**Problem to work on:** Nothing in the records may be dropped or altered when you repeat them.

**Records shown:**
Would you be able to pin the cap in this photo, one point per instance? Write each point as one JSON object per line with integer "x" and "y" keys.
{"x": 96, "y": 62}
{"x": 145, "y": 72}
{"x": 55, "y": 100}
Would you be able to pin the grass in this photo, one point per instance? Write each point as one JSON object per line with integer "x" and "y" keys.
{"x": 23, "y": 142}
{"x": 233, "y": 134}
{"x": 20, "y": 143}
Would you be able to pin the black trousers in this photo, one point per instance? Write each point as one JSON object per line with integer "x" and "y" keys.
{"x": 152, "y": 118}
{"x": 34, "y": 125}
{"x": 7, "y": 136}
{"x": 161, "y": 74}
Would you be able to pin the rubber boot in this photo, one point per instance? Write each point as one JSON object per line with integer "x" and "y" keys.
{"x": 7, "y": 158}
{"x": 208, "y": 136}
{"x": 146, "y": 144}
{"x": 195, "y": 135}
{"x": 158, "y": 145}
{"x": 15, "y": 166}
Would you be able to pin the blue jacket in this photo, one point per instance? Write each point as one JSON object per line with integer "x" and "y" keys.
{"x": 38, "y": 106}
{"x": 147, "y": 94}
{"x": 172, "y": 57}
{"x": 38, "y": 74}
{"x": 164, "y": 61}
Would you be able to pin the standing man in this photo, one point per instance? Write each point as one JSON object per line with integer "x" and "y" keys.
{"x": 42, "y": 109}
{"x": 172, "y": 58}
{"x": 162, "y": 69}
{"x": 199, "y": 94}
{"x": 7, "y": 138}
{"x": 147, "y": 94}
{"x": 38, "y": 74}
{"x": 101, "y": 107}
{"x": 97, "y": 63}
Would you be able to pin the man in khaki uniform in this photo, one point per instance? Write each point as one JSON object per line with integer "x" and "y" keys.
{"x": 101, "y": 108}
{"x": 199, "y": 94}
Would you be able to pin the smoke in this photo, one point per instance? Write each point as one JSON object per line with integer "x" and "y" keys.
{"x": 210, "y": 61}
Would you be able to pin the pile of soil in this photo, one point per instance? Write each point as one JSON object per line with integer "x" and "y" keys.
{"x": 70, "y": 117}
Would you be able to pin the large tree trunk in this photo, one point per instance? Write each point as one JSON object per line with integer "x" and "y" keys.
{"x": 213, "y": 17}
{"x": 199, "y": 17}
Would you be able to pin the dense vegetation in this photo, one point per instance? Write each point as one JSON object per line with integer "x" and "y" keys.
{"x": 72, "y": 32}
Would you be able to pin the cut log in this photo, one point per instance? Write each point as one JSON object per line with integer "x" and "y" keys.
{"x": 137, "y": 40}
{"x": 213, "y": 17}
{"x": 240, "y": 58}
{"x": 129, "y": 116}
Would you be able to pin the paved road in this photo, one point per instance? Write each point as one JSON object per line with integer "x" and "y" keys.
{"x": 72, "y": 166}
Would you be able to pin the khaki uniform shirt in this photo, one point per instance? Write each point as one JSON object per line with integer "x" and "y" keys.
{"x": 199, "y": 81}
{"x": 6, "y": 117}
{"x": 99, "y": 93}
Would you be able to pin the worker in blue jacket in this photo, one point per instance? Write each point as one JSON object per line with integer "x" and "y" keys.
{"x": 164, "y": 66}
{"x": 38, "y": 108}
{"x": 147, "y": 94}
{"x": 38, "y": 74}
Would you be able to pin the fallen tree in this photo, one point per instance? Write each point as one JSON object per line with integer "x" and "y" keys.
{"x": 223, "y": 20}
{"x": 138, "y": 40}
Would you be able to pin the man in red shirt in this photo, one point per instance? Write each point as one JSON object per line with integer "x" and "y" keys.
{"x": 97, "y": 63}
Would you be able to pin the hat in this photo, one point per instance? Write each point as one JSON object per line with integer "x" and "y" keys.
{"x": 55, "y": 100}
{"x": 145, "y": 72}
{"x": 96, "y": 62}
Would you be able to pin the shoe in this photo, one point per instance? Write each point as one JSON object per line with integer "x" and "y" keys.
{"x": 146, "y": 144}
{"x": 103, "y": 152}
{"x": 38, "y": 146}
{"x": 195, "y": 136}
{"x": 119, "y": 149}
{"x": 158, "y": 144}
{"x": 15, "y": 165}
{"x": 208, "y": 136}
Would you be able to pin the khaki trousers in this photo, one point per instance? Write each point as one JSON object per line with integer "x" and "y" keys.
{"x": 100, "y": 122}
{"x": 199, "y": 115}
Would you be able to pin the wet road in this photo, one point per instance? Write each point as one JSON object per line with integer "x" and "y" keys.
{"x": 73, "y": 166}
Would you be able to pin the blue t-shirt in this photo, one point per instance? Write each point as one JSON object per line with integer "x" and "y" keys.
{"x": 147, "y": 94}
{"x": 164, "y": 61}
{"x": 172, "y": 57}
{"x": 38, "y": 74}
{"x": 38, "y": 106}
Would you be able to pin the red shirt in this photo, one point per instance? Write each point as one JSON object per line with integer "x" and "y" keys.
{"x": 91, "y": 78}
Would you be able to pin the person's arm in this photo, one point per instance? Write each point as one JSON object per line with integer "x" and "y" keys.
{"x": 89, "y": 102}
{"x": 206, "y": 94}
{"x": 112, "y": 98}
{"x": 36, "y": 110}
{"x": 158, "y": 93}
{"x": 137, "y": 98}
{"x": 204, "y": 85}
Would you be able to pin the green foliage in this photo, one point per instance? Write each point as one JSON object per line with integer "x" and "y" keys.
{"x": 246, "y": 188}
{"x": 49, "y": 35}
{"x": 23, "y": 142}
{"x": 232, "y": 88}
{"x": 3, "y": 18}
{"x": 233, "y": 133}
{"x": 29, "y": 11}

**Solution to the problem:**
Would you be able to pin the cap in this photo, one point per instance? Write each point as one JSON object per line with integer "x" and "y" keys.
{"x": 96, "y": 62}
{"x": 145, "y": 72}
{"x": 55, "y": 100}
Would you be able to pin the grass in this photo, one point per instance? Write each point as one JSON object per line with integer "x" and "y" keys.
{"x": 23, "y": 142}
{"x": 233, "y": 134}
{"x": 20, "y": 143}
Would you be able to pin the black trousers in this photo, one point per instance? Write each point as one JSON object per line with integer "x" and "y" keys.
{"x": 152, "y": 118}
{"x": 34, "y": 125}
{"x": 7, "y": 136}
{"x": 161, "y": 74}
Would you be able to pin the rubber boot in this photo, one point per instance? Write each point as one JSON object per line with integer "x" and "y" keys.
{"x": 7, "y": 158}
{"x": 208, "y": 136}
{"x": 146, "y": 144}
{"x": 195, "y": 135}
{"x": 158, "y": 145}
{"x": 15, "y": 166}
Would you be able to pin the blue jacket in this photo, one point per instance? Write each point as one JSON object per line with integer "x" and "y" keys.
{"x": 38, "y": 106}
{"x": 147, "y": 94}
{"x": 172, "y": 57}
{"x": 38, "y": 74}
{"x": 164, "y": 61}
Would you be able to pin the standing man in this photo, one point per instance? Write each point as one JSON object per line with integer "x" and "y" keys.
{"x": 42, "y": 109}
{"x": 172, "y": 58}
{"x": 162, "y": 69}
{"x": 199, "y": 94}
{"x": 7, "y": 138}
{"x": 147, "y": 94}
{"x": 38, "y": 74}
{"x": 101, "y": 107}
{"x": 97, "y": 63}
Would you be able to pin the man in khaki uniform in this photo, one point per instance? Write each point as one JSON object per line with integer "x" and "y" keys.
{"x": 101, "y": 108}
{"x": 199, "y": 94}
Would you be able to pin the smoke in this photo, one point per instance? Write each point as one JSON object per line with integer "x" and "y" keys.
{"x": 210, "y": 61}
Would you be able to pin the pile of soil in this photo, one point per instance? Write each point as one JSON object per line with integer "x" and "y" keys.
{"x": 70, "y": 117}
Would you be able to pin the large tree trunk in this photo, one point per instance? Write each point as one JSON object per line with integer "x" and "y" keys.
{"x": 213, "y": 17}
{"x": 199, "y": 17}
Would you be able to pin the dense vegetation in this photo, one point per instance? Write each point as one JSON object per line with integer "x" and "y" keys.
{"x": 72, "y": 32}
Would you be able to pin the cut log in this photo, one point per instance? Write each point as one JSON object per line with integer "x" and "y" keys.
{"x": 137, "y": 40}
{"x": 213, "y": 17}
{"x": 240, "y": 58}
{"x": 129, "y": 116}
Would you be able to pin the paved road in this photo, one point per instance? Write each point as one JSON object per line with integer "x" and "y" keys.
{"x": 72, "y": 166}
Would you be able to pin the khaki uniform shirt in this photo, one point per instance? Write each point as one JSON object per line with integer "x" and "y" keys.
{"x": 199, "y": 81}
{"x": 6, "y": 117}
{"x": 99, "y": 93}
Would you be able to pin the worker in blue jacket in this photo, one point per instance? Write each point as one JSON object per line with integer "x" and "y" keys.
{"x": 164, "y": 66}
{"x": 38, "y": 108}
{"x": 147, "y": 94}
{"x": 38, "y": 74}
Would you be able to pin the fallen tree in this photo, one point per instance? Write each point as one JSON object per line with integer "x" and "y" keys.
{"x": 223, "y": 20}
{"x": 138, "y": 40}
Would you be able to pin the man in red shirt in this photo, one point per instance? Write each point as one JSON object per line with integer "x" and "y" keys.
{"x": 97, "y": 63}
Would you be able to pin the hat in this photo, one point per instance? Write each point as one JSON object per line with integer "x" and "y" keys.
{"x": 55, "y": 100}
{"x": 145, "y": 72}
{"x": 96, "y": 62}
Would you be able to pin the shoe in this photo, one point per instance? Write each point as one JSON object per line with integer "x" and "y" keys.
{"x": 146, "y": 144}
{"x": 103, "y": 152}
{"x": 38, "y": 146}
{"x": 195, "y": 136}
{"x": 119, "y": 149}
{"x": 158, "y": 144}
{"x": 15, "y": 165}
{"x": 208, "y": 136}
Would you be able to pin the khaki trousers in this photo, one point per instance? Write each point as one JSON object per line with integer "x" and "y" keys.
{"x": 100, "y": 122}
{"x": 199, "y": 115}
Would you be able to pin the wet road in this photo, one point per instance? Write each point as one JSON object per line with integer "x" and "y" keys.
{"x": 73, "y": 166}
Would you be able to pin the blue t-shirt in this photo, one point per instance? Write each point as one JSON object per line with integer "x" and "y" keys.
{"x": 147, "y": 94}
{"x": 164, "y": 61}
{"x": 172, "y": 57}
{"x": 38, "y": 74}
{"x": 38, "y": 106}
Would you be able to pin the red shirt in this photo, one point per instance? Write each point as one JSON object per line with integer "x" and "y" keys.
{"x": 91, "y": 78}
Would you be able to pin the person's arm in this photo, one point per instance? Write each point as one JSON object per line with integer "x" and "y" keys.
{"x": 89, "y": 102}
{"x": 206, "y": 94}
{"x": 112, "y": 98}
{"x": 36, "y": 110}
{"x": 158, "y": 93}
{"x": 137, "y": 98}
{"x": 204, "y": 85}
Would you be able to pin the green foliage in this photo, one point per instance? Write each point as one JSON object per line with integer "x" and "y" keys.
{"x": 246, "y": 188}
{"x": 49, "y": 35}
{"x": 23, "y": 142}
{"x": 232, "y": 88}
{"x": 3, "y": 18}
{"x": 233, "y": 133}
{"x": 29, "y": 11}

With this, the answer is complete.